**WHAT TO DO:** Retyping all the entries exactly is the whole task.

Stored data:
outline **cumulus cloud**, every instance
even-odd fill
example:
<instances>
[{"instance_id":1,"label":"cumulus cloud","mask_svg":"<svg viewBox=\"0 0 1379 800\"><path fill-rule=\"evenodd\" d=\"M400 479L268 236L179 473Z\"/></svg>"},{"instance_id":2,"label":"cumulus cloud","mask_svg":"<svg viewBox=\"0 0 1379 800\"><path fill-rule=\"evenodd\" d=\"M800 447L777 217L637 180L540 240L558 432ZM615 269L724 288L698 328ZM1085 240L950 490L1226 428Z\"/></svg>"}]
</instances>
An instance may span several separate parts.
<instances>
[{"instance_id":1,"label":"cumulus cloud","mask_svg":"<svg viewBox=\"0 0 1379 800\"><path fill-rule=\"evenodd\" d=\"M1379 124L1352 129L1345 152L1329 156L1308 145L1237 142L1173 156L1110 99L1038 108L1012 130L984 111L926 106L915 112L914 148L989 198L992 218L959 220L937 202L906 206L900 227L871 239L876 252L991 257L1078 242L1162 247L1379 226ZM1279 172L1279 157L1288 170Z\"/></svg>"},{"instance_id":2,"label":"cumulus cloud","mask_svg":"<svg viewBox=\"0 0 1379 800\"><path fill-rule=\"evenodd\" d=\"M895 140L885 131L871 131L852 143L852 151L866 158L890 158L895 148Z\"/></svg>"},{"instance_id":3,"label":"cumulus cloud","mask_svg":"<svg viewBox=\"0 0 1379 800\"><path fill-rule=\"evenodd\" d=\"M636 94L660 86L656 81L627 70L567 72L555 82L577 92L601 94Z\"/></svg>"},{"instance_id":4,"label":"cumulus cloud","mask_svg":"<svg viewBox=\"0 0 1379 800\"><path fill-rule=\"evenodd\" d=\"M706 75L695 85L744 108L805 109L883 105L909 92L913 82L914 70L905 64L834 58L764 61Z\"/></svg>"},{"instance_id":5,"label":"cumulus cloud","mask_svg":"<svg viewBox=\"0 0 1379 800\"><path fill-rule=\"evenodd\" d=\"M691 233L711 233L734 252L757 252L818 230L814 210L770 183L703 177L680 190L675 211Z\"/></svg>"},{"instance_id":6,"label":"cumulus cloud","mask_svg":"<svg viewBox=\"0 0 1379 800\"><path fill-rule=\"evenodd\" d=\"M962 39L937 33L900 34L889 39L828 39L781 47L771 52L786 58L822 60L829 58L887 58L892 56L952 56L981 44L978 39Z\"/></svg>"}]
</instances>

**EXPECTED ANSWER:**
outline **cumulus cloud**, every instance
even-odd fill
example:
<instances>
[{"instance_id":1,"label":"cumulus cloud","mask_svg":"<svg viewBox=\"0 0 1379 800\"><path fill-rule=\"evenodd\" d=\"M400 479L268 236L179 473Z\"/></svg>"},{"instance_id":2,"label":"cumulus cloud","mask_svg":"<svg viewBox=\"0 0 1379 800\"><path fill-rule=\"evenodd\" d=\"M800 447L777 217L637 180L540 240L558 432ZM615 269L724 288L698 328ZM1085 240L950 490L1226 428Z\"/></svg>"}]
</instances>
An instance may span several separate parts.
<instances>
[{"instance_id":1,"label":"cumulus cloud","mask_svg":"<svg viewBox=\"0 0 1379 800\"><path fill-rule=\"evenodd\" d=\"M1379 124L1352 129L1345 152L1329 156L1308 145L1237 142L1173 156L1110 99L1038 108L1012 130L984 111L926 106L915 112L914 148L989 198L992 218L959 220L937 202L906 206L900 227L871 239L876 252L991 257L1078 242L1162 247L1379 226ZM1279 172L1279 157L1288 170Z\"/></svg>"},{"instance_id":2,"label":"cumulus cloud","mask_svg":"<svg viewBox=\"0 0 1379 800\"><path fill-rule=\"evenodd\" d=\"M895 140L885 131L871 131L852 143L852 151L866 158L890 158L895 148Z\"/></svg>"},{"instance_id":3,"label":"cumulus cloud","mask_svg":"<svg viewBox=\"0 0 1379 800\"><path fill-rule=\"evenodd\" d=\"M636 94L660 86L656 81L627 70L567 72L555 82L577 92L601 94Z\"/></svg>"},{"instance_id":4,"label":"cumulus cloud","mask_svg":"<svg viewBox=\"0 0 1379 800\"><path fill-rule=\"evenodd\" d=\"M706 75L695 85L744 108L805 109L883 105L909 92L913 82L914 70L905 64L834 58L764 61Z\"/></svg>"},{"instance_id":5,"label":"cumulus cloud","mask_svg":"<svg viewBox=\"0 0 1379 800\"><path fill-rule=\"evenodd\" d=\"M691 233L711 233L734 252L757 252L818 230L814 210L770 183L703 177L680 190L675 211Z\"/></svg>"},{"instance_id":6,"label":"cumulus cloud","mask_svg":"<svg viewBox=\"0 0 1379 800\"><path fill-rule=\"evenodd\" d=\"M962 39L937 33L900 34L889 39L828 39L781 47L771 52L786 58L822 60L829 58L887 58L892 56L952 56L981 44L978 39Z\"/></svg>"}]
</instances>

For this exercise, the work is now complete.